En qué consiste »
Responde a estas preguntas sobre el texto acerca de la representación sindical:
1. ¿Qué rasgos tiene el trabajador-tipo en el que sigue estancada la representación?
2. ¿Cuándo se concibió la forma que sigue teniendo la sección sindical?
3. ¿Qué dejó paso a los consejos de fábrica en Italia?

Texto proporcionado »
=-=-=

En mi opinión, la representación adolece de dos insuficiencias o, si se prefiere, de dos retrasos. Uno, incluso tal como es, desde hace tiempo, no está referida a las grandes mutaciones que, dentro y fuera del centro de trabajo, indican la miríada de sectores que conforman el conjunto asalariado y el que se va conformando in progress. La representación sigue estancada, por lo general salvo excepciones en algunos ramos, en el trabajador-tipo que fue dominante bajo el fordismo: varón cuarentón, de empleo fijo y con una antigüedad de cierta consideración en el centro de trabajo. Es una representación, así las cosas, muy condicionada por los idiotismos de oficio. Dos, aunque tendencialmente es cierto que en la granempresa el modelo dual de representación va dejando paso al sindicato en tanto que tal, no es menos verdad que la inmensa mayoría de los trabajadores están presentes en la mediana y pequeña empresa donde el comité sigue ostentando ex lege el monopolio de la representación. Y comoquiera que el comité, por sus características, es un instrumento autárquico y en esos centros de trabajo también se expresan los efectos de la globalización de la economía, la representación es claramente asimétrica. Peor todavía, convierte al comité en un sujeto que es incapaz de disputar, en la medida de sus posibilidades, la globalización.


Por lo demás, la forma de la sección sindical (en la granempresa, mediana y pequeña) tiene las mismas caracteristicas concebidas y puestas en marcha en tiempos de la legalización del sindicalismo democrático en la primavera de 1977. Con lo que ha llovido desde aquellos entonces…


En esas condiciones, la mirada reivindicativa y propostiva del sindicalismo confederal tiene insuficiencias clamorosas. Lo que en tiempos pasados fue virtuoso hoy parece un círculo vicioso. En ese sentido parece conveniente acudir a dos referencias históricas. Una de tipo doméstico, casero; otra referida a nuestros amigos italianos.


Debemos a Joan Peiró la lucidez y coraje de haber planteado y, fatigosamente, conseguido hacer comprender a los confederales de la CNT que el sindicalismo de oficios era una antigualla y que, por tanto, era de primera necesidad reestructurar el edificio en base a federaciones de industria. Aquello costó Dios y ayuda, pero al final Peiró se salió con la suya. Por no hablar de nuestros amigos italianos: la vieja representación de las “comisiones internas” dejó paso –con no menos esfuerzos que los de Peiró en España— a los consejos de fábrica, surgidos de las potentes luchas italianas de finales de los sesenta y principios de los setenta. El protagonismo de los sindicatos italianos fue, tras el cambio de metabolismo de la representación, bien evidente.

=-=-=

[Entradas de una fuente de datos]
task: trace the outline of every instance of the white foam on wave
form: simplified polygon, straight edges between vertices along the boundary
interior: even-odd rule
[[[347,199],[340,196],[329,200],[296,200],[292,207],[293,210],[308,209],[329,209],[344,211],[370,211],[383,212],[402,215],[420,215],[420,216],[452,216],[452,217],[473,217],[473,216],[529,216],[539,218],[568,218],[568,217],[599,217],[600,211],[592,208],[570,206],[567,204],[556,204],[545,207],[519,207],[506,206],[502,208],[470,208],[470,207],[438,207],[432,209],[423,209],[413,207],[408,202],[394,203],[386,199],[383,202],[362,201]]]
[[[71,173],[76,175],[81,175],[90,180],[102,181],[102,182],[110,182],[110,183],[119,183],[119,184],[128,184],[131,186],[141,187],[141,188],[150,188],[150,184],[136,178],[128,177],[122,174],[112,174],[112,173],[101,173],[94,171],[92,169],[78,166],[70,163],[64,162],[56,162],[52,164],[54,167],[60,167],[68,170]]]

=-=-=

Respuesta del ejercicio »
1. Es varón, cuarentón, de empleo fijo y con una antigüedad de cierta consideración en el centro de trabajo.
2. En tiempos de la legalización del sindicalismo democrático, en la primavera de 1977.
3. La vieja representación de las "comisiones internas".